>> start MATERIALS PROVIDED
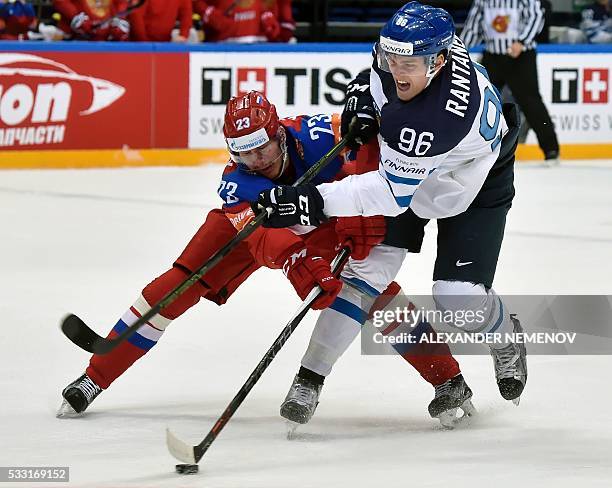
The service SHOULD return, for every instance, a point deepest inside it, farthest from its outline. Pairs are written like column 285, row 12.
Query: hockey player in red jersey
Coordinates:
column 154, row 21
column 264, row 151
column 246, row 21
column 93, row 20
column 16, row 20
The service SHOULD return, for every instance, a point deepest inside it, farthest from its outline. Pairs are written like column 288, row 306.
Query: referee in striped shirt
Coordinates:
column 508, row 29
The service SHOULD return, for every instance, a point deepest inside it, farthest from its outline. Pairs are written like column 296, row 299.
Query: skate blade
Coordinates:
column 450, row 420
column 67, row 412
column 291, row 429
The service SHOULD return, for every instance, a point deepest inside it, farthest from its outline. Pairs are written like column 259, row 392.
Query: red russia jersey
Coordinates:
column 96, row 10
column 154, row 21
column 240, row 20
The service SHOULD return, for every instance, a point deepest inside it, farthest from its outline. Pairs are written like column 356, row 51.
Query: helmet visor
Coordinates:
column 259, row 158
column 397, row 63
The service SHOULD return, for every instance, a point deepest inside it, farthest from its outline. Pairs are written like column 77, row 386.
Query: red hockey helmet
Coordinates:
column 251, row 127
column 250, row 122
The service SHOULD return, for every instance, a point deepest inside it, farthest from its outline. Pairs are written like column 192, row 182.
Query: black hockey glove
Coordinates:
column 359, row 104
column 301, row 205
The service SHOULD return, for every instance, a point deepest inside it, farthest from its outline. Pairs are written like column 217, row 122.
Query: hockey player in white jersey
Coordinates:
column 446, row 153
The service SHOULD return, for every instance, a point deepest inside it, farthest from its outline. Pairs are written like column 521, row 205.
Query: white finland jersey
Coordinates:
column 435, row 150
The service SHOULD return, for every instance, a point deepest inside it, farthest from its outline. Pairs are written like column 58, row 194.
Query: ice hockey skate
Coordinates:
column 511, row 367
column 450, row 397
column 300, row 403
column 78, row 395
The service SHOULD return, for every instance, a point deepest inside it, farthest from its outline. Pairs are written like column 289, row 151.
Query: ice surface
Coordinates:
column 87, row 241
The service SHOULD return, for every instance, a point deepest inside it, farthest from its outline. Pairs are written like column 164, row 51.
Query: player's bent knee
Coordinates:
column 460, row 296
column 165, row 283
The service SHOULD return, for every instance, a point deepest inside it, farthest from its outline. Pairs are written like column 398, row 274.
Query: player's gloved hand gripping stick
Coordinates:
column 83, row 336
column 192, row 454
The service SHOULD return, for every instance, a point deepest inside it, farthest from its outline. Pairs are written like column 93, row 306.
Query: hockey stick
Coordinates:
column 122, row 13
column 83, row 336
column 192, row 454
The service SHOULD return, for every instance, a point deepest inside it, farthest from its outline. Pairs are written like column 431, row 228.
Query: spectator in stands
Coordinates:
column 597, row 22
column 246, row 21
column 16, row 19
column 94, row 21
column 508, row 29
column 155, row 20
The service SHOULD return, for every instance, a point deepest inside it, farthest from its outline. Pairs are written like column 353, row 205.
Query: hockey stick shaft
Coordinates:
column 193, row 454
column 83, row 336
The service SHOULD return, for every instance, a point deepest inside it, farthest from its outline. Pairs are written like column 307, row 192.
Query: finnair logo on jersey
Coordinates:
column 404, row 169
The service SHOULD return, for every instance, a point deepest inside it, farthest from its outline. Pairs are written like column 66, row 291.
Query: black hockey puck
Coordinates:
column 187, row 468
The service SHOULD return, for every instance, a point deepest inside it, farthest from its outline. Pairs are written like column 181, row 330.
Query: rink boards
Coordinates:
column 138, row 104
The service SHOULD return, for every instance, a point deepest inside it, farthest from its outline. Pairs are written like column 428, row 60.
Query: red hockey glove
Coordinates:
column 361, row 233
column 81, row 24
column 306, row 271
column 119, row 29
column 270, row 26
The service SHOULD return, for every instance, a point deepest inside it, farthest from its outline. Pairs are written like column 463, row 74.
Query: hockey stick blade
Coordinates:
column 88, row 340
column 192, row 454
column 79, row 333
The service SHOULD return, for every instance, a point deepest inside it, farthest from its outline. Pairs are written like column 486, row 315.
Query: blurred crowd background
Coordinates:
column 567, row 21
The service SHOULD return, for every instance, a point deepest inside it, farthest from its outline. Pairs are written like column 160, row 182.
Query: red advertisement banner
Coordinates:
column 92, row 100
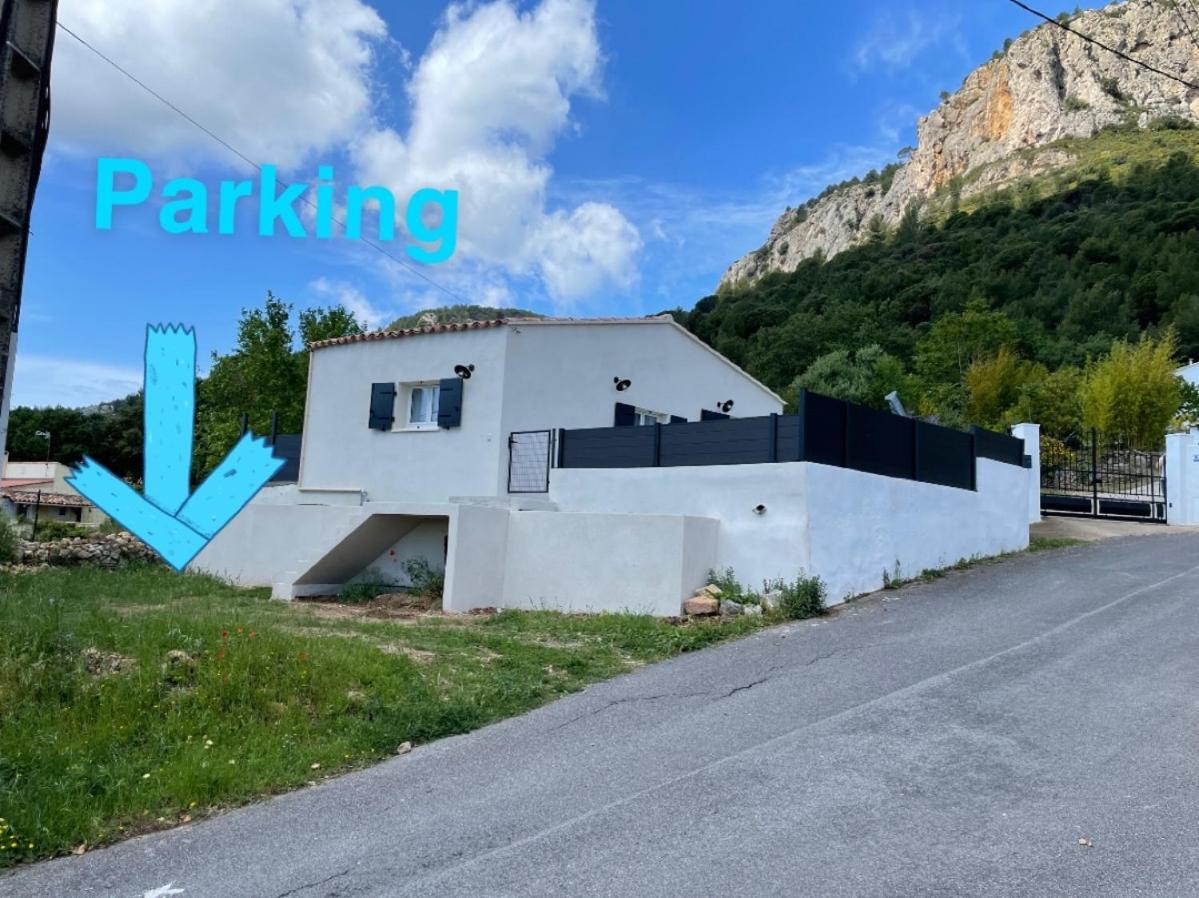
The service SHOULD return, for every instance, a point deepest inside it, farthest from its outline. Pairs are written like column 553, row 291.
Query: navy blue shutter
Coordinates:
column 450, row 403
column 383, row 407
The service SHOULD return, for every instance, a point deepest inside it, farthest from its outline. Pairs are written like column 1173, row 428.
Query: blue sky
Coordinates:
column 613, row 157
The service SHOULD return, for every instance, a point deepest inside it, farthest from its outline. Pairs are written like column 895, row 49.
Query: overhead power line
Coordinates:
column 251, row 162
column 1186, row 24
column 1121, row 54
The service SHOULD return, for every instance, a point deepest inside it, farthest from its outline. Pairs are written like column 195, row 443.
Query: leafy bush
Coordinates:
column 801, row 598
column 7, row 541
column 730, row 588
column 426, row 580
column 361, row 591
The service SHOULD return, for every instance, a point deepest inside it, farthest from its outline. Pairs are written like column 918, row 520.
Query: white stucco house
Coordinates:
column 560, row 463
column 40, row 489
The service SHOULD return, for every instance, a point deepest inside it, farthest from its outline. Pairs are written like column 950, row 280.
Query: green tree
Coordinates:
column 1134, row 391
column 994, row 385
column 266, row 373
column 862, row 377
column 949, row 349
column 1053, row 402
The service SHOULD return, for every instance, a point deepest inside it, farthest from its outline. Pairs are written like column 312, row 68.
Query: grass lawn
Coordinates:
column 102, row 736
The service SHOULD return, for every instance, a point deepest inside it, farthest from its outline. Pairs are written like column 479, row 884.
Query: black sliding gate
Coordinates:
column 1101, row 476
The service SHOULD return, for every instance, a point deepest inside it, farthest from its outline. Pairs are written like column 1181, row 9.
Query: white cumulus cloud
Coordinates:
column 46, row 380
column 350, row 297
column 489, row 98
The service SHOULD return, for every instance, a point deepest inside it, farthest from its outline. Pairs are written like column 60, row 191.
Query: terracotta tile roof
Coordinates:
column 475, row 326
column 29, row 496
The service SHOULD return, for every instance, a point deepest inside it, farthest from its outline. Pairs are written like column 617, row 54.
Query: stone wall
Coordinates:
column 100, row 550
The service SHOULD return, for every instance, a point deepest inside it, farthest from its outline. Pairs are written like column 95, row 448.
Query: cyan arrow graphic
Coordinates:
column 168, row 518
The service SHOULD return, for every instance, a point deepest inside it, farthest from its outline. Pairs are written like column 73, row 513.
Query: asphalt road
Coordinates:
column 958, row 737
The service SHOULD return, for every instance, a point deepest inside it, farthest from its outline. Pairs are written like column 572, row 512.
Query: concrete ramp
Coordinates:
column 351, row 555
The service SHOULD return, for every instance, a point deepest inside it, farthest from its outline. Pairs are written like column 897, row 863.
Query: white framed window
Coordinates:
column 420, row 407
column 642, row 416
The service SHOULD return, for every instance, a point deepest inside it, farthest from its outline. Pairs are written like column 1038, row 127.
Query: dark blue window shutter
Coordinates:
column 383, row 407
column 450, row 403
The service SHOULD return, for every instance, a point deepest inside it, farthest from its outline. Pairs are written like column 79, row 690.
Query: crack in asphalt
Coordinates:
column 313, row 885
column 771, row 674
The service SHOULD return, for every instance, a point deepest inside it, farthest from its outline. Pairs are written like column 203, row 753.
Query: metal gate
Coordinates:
column 1101, row 476
column 529, row 459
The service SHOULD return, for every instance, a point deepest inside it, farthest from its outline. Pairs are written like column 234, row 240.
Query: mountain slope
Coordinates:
column 1047, row 86
column 1067, row 261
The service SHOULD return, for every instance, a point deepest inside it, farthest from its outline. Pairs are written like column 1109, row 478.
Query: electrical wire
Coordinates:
column 1121, row 54
column 251, row 162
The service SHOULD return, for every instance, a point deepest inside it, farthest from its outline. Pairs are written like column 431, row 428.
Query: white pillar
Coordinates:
column 1182, row 477
column 1031, row 437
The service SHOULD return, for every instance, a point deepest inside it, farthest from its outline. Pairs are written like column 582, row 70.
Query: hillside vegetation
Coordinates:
column 1037, row 278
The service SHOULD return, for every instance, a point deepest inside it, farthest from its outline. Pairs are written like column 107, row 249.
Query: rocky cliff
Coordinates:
column 1046, row 86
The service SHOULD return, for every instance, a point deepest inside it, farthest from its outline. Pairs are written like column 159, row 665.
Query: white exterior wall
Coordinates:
column 341, row 451
column 645, row 564
column 561, row 375
column 869, row 525
column 847, row 526
column 528, row 377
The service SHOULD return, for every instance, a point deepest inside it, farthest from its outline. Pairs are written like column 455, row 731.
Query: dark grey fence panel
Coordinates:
column 716, row 443
column 789, row 439
column 880, row 443
column 998, row 446
column 944, row 456
column 823, row 429
column 287, row 446
column 826, row 431
column 608, row 447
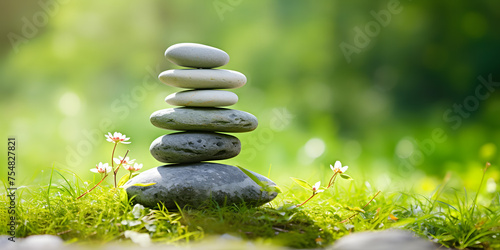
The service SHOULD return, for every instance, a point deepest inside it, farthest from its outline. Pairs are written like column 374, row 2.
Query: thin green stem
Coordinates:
column 112, row 160
column 480, row 185
column 115, row 171
column 332, row 180
column 314, row 194
column 88, row 191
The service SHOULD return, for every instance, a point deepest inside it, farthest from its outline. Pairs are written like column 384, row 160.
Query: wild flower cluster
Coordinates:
column 104, row 169
column 337, row 169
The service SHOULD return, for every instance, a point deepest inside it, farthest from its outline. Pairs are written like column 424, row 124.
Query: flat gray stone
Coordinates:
column 204, row 119
column 196, row 55
column 196, row 184
column 202, row 98
column 382, row 240
column 203, row 78
column 186, row 147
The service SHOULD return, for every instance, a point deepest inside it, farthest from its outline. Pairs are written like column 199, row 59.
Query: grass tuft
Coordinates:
column 447, row 216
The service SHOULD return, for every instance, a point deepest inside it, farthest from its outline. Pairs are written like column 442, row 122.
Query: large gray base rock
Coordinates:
column 382, row 240
column 204, row 119
column 189, row 147
column 197, row 184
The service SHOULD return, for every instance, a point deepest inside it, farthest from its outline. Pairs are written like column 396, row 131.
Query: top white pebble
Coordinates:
column 196, row 55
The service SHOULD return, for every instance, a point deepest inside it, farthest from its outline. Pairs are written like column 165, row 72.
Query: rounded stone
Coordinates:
column 381, row 240
column 187, row 147
column 203, row 78
column 196, row 55
column 198, row 184
column 202, row 98
column 204, row 119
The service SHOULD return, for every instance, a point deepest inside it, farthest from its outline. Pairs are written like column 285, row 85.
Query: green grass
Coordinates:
column 449, row 217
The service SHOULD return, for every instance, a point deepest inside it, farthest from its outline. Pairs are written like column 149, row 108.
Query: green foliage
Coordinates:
column 102, row 216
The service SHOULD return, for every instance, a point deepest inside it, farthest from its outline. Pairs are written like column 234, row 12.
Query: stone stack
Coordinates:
column 189, row 180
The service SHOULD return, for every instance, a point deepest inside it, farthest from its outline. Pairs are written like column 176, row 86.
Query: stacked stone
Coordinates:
column 190, row 180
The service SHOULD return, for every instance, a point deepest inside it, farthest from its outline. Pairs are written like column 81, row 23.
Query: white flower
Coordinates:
column 123, row 161
column 101, row 168
column 338, row 167
column 117, row 137
column 316, row 188
column 135, row 167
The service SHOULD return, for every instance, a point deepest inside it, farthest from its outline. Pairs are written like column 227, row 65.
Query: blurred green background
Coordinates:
column 394, row 89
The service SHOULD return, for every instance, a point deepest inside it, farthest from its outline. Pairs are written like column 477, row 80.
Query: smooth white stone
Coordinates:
column 196, row 55
column 202, row 98
column 203, row 78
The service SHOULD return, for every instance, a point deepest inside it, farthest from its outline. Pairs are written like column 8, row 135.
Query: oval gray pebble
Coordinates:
column 204, row 119
column 196, row 55
column 187, row 147
column 197, row 184
column 203, row 78
column 202, row 98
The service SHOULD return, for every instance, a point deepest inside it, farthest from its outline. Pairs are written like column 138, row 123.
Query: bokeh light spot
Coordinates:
column 69, row 104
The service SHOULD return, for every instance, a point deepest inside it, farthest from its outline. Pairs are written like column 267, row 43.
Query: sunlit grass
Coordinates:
column 447, row 216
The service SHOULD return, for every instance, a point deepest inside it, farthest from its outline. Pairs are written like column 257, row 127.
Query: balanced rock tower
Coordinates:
column 189, row 180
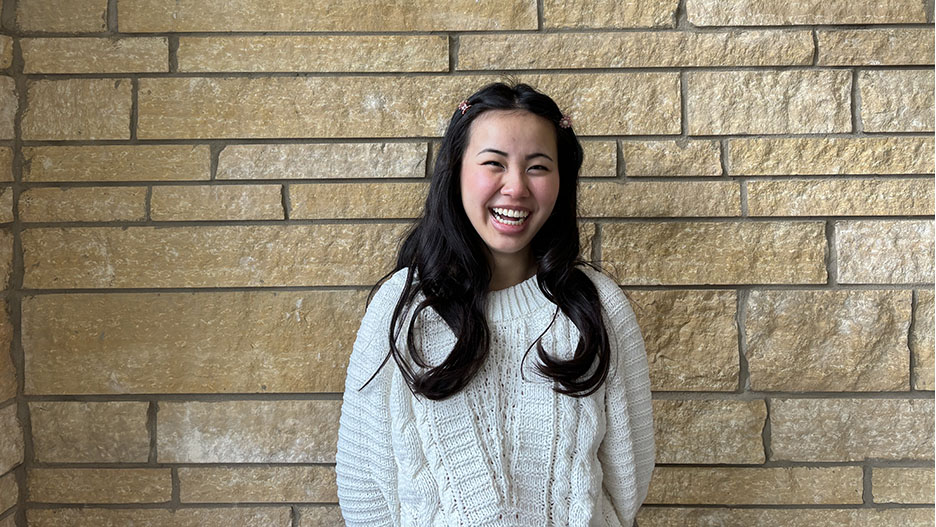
>> end MATERIALS PROVIDED
Rewrite the records from their beginning up to and including the line with "column 435, row 150", renaming "Coordinates" to "Points" and changing nothing else. Leave the pictures out of your answer.

**RESULT**:
The service SHOULD return, for every instance, a point deepest inside it, farthest from its outline. Pairs are written like column 285, row 12.
Query: hockey player in red jersey
Points:
column 154, row 21
column 264, row 151
column 246, row 21
column 93, row 20
column 16, row 20
The service SHOULD return, for every instance, a point deepest inside it, farthest from its outline. Pairs are written like column 288, row 306.
Query: referee in striped shirt
Points:
column 508, row 29
The service SHOULD return, for every instance, a point deepest inside it, farthest from its outline. Pairs are written like column 296, row 299.
Query: skate blade
Points:
column 450, row 420
column 67, row 412
column 291, row 429
The service SHOULD return, for every instance, a point deepest inside it, farthest from its outline. Pairs are written like column 259, row 392.
Query: red russia jersey
Points:
column 96, row 10
column 154, row 21
column 240, row 20
The service SHOULD return, for every instance, a point deepest inside it, farthest from its outline. Pairs are written like column 356, row 51.
Query: helmet visor
Points:
column 259, row 158
column 397, row 63
The service SHOULD return, for every instance, a point deepest inside it, farthest from its outline. Pairs are written like column 77, row 386.
Query: red hockey helmet
Points:
column 251, row 127
column 250, row 122
The service SHOULD return, for every instance, a point deepest inside it, farthest from its outline. Pairs are written like column 192, row 182.
Query: black hockey glove
Points:
column 359, row 104
column 301, row 205
The service SHOULD return, for every instance, a point deepest inside it, farthest from its outline. Pairs are written like column 217, row 122.
Query: hockey player in white jersey
Points:
column 446, row 153
The service SHOULD return, for every instance, a point deepest inside it, farthest from its outline. Pairs are written like column 521, row 205.
Query: white finland jersey
Points:
column 435, row 150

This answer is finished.